* _INSTRUCTIONS TO FOLLOW_
Pull out every line below that contains the word "white", treating uppercase and lowercase as different.

=== PROVIDED INFORMATION ===

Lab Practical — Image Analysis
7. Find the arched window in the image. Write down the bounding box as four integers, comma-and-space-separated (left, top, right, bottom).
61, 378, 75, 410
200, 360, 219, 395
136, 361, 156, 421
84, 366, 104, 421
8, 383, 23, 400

===
=== PROVIDED INFORMATION ===

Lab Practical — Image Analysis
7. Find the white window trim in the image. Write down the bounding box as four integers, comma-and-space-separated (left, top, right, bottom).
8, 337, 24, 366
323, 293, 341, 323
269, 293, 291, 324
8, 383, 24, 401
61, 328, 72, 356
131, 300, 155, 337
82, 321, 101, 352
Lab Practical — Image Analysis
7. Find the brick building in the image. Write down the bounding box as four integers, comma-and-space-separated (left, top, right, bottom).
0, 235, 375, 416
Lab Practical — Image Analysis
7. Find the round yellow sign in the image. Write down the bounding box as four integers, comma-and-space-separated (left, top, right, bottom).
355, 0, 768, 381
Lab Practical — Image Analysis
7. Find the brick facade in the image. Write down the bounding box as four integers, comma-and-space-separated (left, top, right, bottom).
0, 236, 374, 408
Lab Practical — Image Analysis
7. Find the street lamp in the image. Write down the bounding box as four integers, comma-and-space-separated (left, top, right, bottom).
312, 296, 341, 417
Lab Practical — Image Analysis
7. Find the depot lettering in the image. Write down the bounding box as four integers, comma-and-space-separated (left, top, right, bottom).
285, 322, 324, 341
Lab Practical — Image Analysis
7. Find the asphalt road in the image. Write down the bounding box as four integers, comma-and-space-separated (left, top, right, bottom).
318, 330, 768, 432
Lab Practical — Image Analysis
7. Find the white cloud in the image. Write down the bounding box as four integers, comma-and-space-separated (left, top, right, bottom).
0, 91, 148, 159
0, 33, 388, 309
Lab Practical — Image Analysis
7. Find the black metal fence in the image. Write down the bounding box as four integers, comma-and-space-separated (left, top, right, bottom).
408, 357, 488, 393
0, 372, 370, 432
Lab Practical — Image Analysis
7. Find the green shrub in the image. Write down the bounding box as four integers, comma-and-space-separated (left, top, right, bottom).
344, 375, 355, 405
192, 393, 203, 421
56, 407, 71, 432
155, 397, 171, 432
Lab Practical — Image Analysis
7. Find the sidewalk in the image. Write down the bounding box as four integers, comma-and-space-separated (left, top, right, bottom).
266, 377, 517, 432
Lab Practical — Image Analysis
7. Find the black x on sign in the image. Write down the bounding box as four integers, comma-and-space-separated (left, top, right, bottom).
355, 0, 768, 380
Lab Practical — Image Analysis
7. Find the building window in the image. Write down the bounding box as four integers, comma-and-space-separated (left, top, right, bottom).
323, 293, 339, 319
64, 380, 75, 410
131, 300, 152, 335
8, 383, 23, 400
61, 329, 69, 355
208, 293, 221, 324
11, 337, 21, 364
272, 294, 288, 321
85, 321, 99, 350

===
=== PROVIDED INFORMATION ===

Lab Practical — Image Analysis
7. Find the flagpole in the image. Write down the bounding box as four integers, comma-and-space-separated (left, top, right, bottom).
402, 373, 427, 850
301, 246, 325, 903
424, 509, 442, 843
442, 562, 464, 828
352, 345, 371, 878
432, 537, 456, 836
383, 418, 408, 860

===

* _WRITTEN RESPONSE_
7. Find the white window trim in the image. Write down the bounding box as four integers, comma-and-space-separated (left, top, right, bottom).
7. Find the white cloud in the image. Write down the bounding box as four integers, comma-and-space-separated (left, top, right, bottom).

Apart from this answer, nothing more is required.